| What is needed |
Please render all the rows below as a Markdown table with the columns Num and Text, giving each line its number and omitting blank lines.

-- BEGIN Entries provided --

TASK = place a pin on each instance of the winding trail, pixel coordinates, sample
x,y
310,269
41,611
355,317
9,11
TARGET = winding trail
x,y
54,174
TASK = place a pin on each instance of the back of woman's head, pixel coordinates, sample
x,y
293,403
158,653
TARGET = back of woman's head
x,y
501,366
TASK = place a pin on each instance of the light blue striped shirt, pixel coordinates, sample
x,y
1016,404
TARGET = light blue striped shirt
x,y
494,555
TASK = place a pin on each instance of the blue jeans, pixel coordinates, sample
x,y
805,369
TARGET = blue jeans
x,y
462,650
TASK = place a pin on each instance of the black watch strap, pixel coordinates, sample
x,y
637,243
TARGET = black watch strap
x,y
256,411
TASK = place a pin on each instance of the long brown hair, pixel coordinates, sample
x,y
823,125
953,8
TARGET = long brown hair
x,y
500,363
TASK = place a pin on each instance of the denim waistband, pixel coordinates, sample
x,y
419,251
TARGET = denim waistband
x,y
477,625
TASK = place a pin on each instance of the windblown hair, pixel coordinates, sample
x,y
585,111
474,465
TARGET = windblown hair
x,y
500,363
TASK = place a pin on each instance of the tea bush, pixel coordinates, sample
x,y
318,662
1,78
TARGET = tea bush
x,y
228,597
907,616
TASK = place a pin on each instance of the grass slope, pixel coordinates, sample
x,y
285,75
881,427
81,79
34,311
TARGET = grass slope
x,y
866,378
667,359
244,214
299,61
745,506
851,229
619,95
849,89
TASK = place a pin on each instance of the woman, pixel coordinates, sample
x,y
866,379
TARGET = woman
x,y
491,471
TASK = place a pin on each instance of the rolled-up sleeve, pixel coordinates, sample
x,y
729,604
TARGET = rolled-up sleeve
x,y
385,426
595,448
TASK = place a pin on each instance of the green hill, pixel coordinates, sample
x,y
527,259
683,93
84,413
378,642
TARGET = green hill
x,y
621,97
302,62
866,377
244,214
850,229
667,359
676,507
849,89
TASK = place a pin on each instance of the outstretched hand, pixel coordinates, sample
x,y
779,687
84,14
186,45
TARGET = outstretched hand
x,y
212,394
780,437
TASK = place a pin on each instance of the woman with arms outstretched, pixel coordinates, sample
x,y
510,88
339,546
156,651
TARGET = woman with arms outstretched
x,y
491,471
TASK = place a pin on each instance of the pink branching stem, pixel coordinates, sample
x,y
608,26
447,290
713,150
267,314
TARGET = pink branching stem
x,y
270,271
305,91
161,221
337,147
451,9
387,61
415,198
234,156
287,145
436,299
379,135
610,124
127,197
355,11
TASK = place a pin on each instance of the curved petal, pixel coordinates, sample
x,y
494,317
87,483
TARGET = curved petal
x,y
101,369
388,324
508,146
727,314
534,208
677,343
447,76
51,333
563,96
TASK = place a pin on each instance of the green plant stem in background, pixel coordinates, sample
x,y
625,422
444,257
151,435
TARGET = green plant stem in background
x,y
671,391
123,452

-- END Entries provided --

| Solved problem |
| Num | Text |
|---|---|
| 1 | TASK = place a pin on each instance of the winding trail, pixel coordinates, sample |
| 2 | x,y |
| 3 | 310,269 |
| 4 | 41,611 |
| 5 | 355,317 |
| 6 | 9,11 |
| 7 | TARGET = winding trail |
| 8 | x,y |
| 9 | 54,174 |
| 10 | TASK = place a pin on each instance of the back of woman's head, pixel coordinates, sample |
| 11 | x,y |
| 12 | 293,403 |
| 13 | 158,653 |
| 14 | TARGET = back of woman's head |
| 15 | x,y |
| 16 | 501,366 |
| 17 | TASK = place a pin on each instance of the light blue striped shirt, pixel coordinates, sample |
| 18 | x,y |
| 19 | 1016,404 |
| 20 | TARGET = light blue striped shirt |
| 21 | x,y |
| 22 | 494,555 |
| 23 | TASK = place a pin on each instance of the blue jeans, pixel coordinates, sample |
| 24 | x,y |
| 25 | 805,369 |
| 26 | TARGET = blue jeans |
| 27 | x,y |
| 28 | 462,650 |
| 29 | TASK = place a pin on each instance of the black watch strap, pixel coordinates, sample |
| 30 | x,y |
| 31 | 637,243 |
| 32 | TARGET = black watch strap |
| 33 | x,y |
| 34 | 256,411 |
| 35 | TASK = place a pin on each instance of the long brown hair, pixel coordinates, sample |
| 36 | x,y |
| 37 | 823,125 |
| 38 | 953,8 |
| 39 | TARGET = long brown hair |
| 40 | x,y |
| 41 | 500,363 |
| 42 | TASK = place a pin on each instance of the denim waistband, pixel coordinates, sample |
| 43 | x,y |
| 44 | 419,251 |
| 45 | TARGET = denim waistband |
| 46 | x,y |
| 47 | 477,625 |
| 48 | TASK = place a pin on each instance of the windblown hair, pixel coordinates, sample |
| 49 | x,y |
| 50 | 585,111 |
| 51 | 474,465 |
| 52 | TARGET = windblown hair |
| 53 | x,y |
| 54 | 500,363 |
| 55 | TASK = place a pin on each instance of the tea bush, pixel coordinates, sample |
| 56 | x,y |
| 57 | 318,662 |
| 58 | 1,78 |
| 59 | TARGET = tea bush |
| 60 | x,y |
| 61 | 228,597 |
| 62 | 907,616 |
| 63 | TASK = place a pin on each instance of the grass slope, pixel coordinates, sample |
| 64 | x,y |
| 65 | 285,75 |
| 66 | 881,427 |
| 67 | 81,79 |
| 68 | 34,311 |
| 69 | TARGET = grass slope |
| 70 | x,y |
| 71 | 866,378 |
| 72 | 667,359 |
| 73 | 244,214 |
| 74 | 299,61 |
| 75 | 745,506 |
| 76 | 851,229 |
| 77 | 619,95 |
| 78 | 849,89 |
| 79 | TASK = place a pin on each instance of the woman, pixel coordinates, sample |
| 80 | x,y |
| 81 | 866,379 |
| 82 | TARGET = woman |
| 83 | x,y |
| 84 | 491,471 |
| 85 | TASK = place a pin on each instance of the rolled-up sleeve, pixel coordinates, sample |
| 86 | x,y |
| 87 | 729,604 |
| 88 | TARGET = rolled-up sleeve |
| 89 | x,y |
| 90 | 385,426 |
| 91 | 595,448 |
| 92 | TASK = place a pin on each instance of the green hill, pixel coordinates, sample |
| 93 | x,y |
| 94 | 527,259 |
| 95 | 683,93 |
| 96 | 84,413 |
| 97 | 378,642 |
| 98 | TARGET = green hill |
| 99 | x,y |
| 100 | 621,97 |
| 101 | 302,62 |
| 102 | 866,377 |
| 103 | 244,214 |
| 104 | 850,229 |
| 105 | 667,359 |
| 106 | 676,507 |
| 107 | 849,89 |
| 108 | TASK = place a pin on each instance of the outstretched hand, pixel coordinates, sample |
| 109 | x,y |
| 110 | 779,687 |
| 111 | 84,14 |
| 112 | 186,45 |
| 113 | TARGET = outstretched hand |
| 114 | x,y |
| 115 | 212,394 |
| 116 | 780,437 |
| 117 | TASK = place a pin on each instance of the woman with arms outstretched, pixel coordinates, sample |
| 118 | x,y |
| 119 | 510,88 |
| 120 | 339,546 |
| 121 | 156,651 |
| 122 | TARGET = woman with arms outstretched |
| 123 | x,y |
| 124 | 491,471 |
| 125 | TASK = place a pin on each instance of the pink branching stem, pixel coordinates, sample |
| 126 | x,y |
| 127 | 608,26 |
| 128 | 447,290 |
| 129 | 713,150 |
| 130 | 267,314 |
| 131 | TARGET = pink branching stem |
| 132 | x,y |
| 133 | 270,271 |
| 134 | 305,91 |
| 135 | 161,221 |
| 136 | 337,147 |
| 137 | 451,9 |
| 138 | 387,61 |
| 139 | 415,198 |
| 140 | 234,156 |
| 141 | 287,145 |
| 142 | 436,299 |
| 143 | 379,135 |
| 144 | 610,124 |
| 145 | 127,197 |
| 146 | 355,11 |
| 147 | TASK = place a pin on each instance of the curved petal, pixel coordinates, sample |
| 148 | x,y |
| 149 | 494,317 |
| 150 | 87,483 |
| 151 | TARGET = curved petal |
| 152 | x,y |
| 153 | 101,369 |
| 154 | 388,324 |
| 155 | 508,146 |
| 156 | 727,314 |
| 157 | 534,208 |
| 158 | 677,343 |
| 159 | 447,76 |
| 160 | 51,333 |
| 161 | 563,96 |
| 162 | TASK = place a pin on each instance of the green plant stem in background, pixel coordinates, sample |
| 163 | x,y |
| 164 | 625,422 |
| 165 | 444,257 |
| 166 | 151,435 |
| 167 | TARGET = green plant stem in background |
| 168 | x,y |
| 169 | 671,391 |
| 170 | 123,452 |